▶ _文本块_:
- - - -
不有:在吗,你一般什么时间在线的?应黑蓝网刊之命想就你新贴的小说做个谈话啥的。
剪刀手小黄瓜:一般都会在线……
不有:还在南半球?
剪刀手小黄瓜 :在写鬼故事,啊,写的好开心。最近赋闲在家……
不有 :状态真不错。
剪刀手小黄瓜 :嗯,明年开学再滚回去。

(一天之后)
不有 :宝贝儿还需要睡个午觉不?
剪刀手小黄瓜 :宝贝在玩三国杀。
不有 :那你先玩儿着?? ……
剪刀手小黄瓜 :我马上要死了。
不有 :现在死了吧。
剪刀手小黄瓜:又开始新一盘了……
不有 :我先问着,你慢慢玩,玩累了就扭头看下问题,继续玩,然后慢慢答啦。想问下《江湖》和《窗外》大概是什么时间开始写的呢?是在国内还是国外上学期间,完成的快慢又分别是怎样的。
剪刀手小黄瓜:等一下我忘记离间了!
不有 :……
剪刀手小黄瓜:我马上就死干净了。来了,《窗外》是去年写了个开头,近排放假回国有时间就很快很快的补完了。《江湖》是《窗外》写到快完的时候开始的,然后也很快很快的写完了。好象写的太快会陷入很奇怪的状态,很多句子会很粗糙或者乱七八糟,但会特心满意足也不修改。
不有:那写之前对长度有没有一个预期的?
剪刀手小黄瓜:有的!不会太长,现在《窗外》那种密度的最多就是6、7千字,再长就不支了。
不有:就是说,对整体会呈现一个什么样子还是会预先把握一下?
剪刀手小黄瓜 :唔……对整体走向(比如情节啊,结尾啊)会预先很模糊的想一下,不过写着写着还是会改。
不有 :哦,读起来,至少是我,会觉得文章“兴之所致”的成分也很多的。
剪刀手小黄瓜:嗯,我觉得大部分是“兴之所至”,不过大部分时候是憋题目,等有了题目就顺着写,虽然可能这个题目到后来会不满意,可是一删掉就全乱了,所以就要将就着……先写完。
不有 :那像《株卉谈》那种呢?长度一上去,具体的过程又会是怎样的?
剪刀手小黄瓜:我喜欢那个啊!因为那个是123那样的啊,所以其实可能就不自觉当成一个一个很短的来写了,反而就能写长了。那个是在图书馆的电脑前面写的。特规范,每次只能用一个小时,所以每次写一节。写了好几天。
- - - -
▶ _任务目标_:
从含有“剪刀手小黄瓜:等一下我忘记离间了!”的那句开始,至“删掉就全乱了,所以就要将就着……先写完。”结束,一字不改地输出这段访谈中的相应部分。 这些条目另有来源,与这段访谈无关。
- - - -
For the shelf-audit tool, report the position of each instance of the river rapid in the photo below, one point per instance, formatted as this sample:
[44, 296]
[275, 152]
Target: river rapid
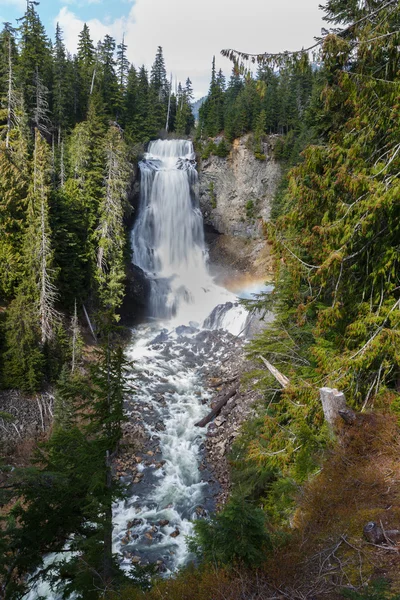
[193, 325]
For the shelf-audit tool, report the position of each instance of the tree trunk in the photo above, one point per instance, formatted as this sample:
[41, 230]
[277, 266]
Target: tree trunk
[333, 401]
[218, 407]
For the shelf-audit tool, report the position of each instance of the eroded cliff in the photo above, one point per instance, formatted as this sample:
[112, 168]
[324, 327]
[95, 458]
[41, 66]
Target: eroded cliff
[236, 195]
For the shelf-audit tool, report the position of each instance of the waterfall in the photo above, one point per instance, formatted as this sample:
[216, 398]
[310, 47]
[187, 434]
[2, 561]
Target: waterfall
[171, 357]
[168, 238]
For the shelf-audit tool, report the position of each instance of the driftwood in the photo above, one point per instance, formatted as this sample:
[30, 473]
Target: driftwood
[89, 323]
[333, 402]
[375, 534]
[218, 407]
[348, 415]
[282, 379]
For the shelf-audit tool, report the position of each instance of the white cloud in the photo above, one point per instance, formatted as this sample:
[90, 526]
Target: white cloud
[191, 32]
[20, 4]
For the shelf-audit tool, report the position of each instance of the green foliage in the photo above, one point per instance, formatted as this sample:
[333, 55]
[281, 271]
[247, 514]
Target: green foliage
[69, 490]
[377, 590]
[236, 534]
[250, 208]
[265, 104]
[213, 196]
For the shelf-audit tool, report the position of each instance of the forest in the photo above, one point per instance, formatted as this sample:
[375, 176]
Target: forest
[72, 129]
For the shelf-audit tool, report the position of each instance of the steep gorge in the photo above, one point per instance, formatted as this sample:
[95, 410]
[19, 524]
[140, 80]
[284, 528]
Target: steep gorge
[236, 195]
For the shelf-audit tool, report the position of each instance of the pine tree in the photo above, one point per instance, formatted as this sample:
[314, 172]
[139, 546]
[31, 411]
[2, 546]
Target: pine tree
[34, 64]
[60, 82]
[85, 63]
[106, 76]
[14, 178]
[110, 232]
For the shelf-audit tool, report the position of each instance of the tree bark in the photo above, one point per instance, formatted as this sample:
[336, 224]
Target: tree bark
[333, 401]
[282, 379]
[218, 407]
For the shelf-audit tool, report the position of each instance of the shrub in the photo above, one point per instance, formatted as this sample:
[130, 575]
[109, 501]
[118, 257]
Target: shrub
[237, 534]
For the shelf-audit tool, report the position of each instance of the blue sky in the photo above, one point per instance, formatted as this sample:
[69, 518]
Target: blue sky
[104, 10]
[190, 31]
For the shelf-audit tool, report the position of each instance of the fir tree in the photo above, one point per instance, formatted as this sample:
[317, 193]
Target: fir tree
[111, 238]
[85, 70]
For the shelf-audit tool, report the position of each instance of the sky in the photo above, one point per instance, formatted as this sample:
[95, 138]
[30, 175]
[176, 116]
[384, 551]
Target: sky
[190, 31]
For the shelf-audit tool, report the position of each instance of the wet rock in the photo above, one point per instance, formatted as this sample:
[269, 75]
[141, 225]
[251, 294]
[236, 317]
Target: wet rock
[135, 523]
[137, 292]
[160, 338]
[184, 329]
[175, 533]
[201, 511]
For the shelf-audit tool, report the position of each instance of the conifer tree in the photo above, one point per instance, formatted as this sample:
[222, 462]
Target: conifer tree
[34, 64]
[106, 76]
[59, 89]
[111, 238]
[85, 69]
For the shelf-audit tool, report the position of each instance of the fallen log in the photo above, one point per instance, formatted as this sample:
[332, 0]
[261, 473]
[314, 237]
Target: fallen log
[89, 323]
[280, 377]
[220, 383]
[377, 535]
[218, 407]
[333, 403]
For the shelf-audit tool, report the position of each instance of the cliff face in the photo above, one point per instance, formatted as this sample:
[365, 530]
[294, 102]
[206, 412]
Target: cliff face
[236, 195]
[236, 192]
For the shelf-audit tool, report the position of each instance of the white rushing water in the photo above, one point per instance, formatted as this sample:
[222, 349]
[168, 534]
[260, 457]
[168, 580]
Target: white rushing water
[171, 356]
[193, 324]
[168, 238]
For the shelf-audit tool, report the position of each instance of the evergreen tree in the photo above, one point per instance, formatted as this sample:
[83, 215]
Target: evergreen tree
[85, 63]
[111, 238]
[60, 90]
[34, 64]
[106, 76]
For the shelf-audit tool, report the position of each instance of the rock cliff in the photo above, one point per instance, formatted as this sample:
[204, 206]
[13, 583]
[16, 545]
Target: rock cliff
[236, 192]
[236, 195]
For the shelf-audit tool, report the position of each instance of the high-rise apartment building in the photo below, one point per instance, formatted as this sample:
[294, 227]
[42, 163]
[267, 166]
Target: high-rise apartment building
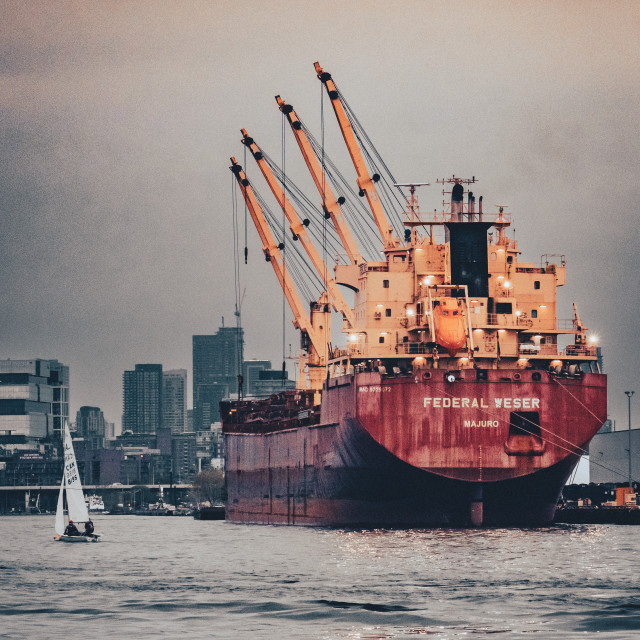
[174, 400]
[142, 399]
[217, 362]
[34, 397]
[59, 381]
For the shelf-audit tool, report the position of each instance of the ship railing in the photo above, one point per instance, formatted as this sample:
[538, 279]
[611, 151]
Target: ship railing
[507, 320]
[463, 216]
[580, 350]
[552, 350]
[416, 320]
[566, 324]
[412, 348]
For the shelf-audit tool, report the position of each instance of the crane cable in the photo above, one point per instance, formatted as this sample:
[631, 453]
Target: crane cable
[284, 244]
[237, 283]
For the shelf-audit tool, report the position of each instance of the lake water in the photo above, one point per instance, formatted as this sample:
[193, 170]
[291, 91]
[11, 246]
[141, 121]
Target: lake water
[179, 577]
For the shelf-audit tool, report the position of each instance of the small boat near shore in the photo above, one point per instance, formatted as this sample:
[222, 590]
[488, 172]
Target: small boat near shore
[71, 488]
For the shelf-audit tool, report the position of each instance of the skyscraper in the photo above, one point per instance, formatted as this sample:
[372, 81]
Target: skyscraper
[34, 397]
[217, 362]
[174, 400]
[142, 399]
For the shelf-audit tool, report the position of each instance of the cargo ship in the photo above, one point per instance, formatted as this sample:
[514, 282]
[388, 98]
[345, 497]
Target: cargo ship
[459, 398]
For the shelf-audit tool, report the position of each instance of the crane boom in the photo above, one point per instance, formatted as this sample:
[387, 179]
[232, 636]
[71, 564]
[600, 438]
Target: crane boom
- - - -
▶ _问题解答_:
剪刀手小黄瓜:等一下我忘记离间了!
不有 :……
剪刀手小黄瓜:我马上就死干净了。来了,《窗外》是去年写了个开头,近排放假回国有时间就很快很快的补完了。《江湖》是《窗外》写到快完的时候开始的,然后也很快很快的写完了。好象写的太快会陷入很奇怪的状态,很多句子会很粗糙或者乱七八糟,但会特心满意足也不修改。
不有:那写之前对长度有没有一个预期的?
剪刀手小黄瓜:有的!不会太长,现在《窗外》那种密度的最多就是6、7千字,再长就不支了。
不有:就是说,对整体会呈现一个什么样子还是会预先把握一下?
剪刀手小黄瓜 :唔……对整体走向(比如情节啊,结尾啊)会预先很模糊的想一下,不过写着写着还是会改。
不有 :哦,读起来,至少是我,会觉得文章“兴之所致”的成分也很多的。
剪刀手小黄瓜:嗯,我觉得大部分是“兴之所至”,不过大部分时候是憋题目,等有了题目就顺着写,虽然可能这个题目到后来会不满意,可是一删掉就全乱了,所以就要将就着……先写完。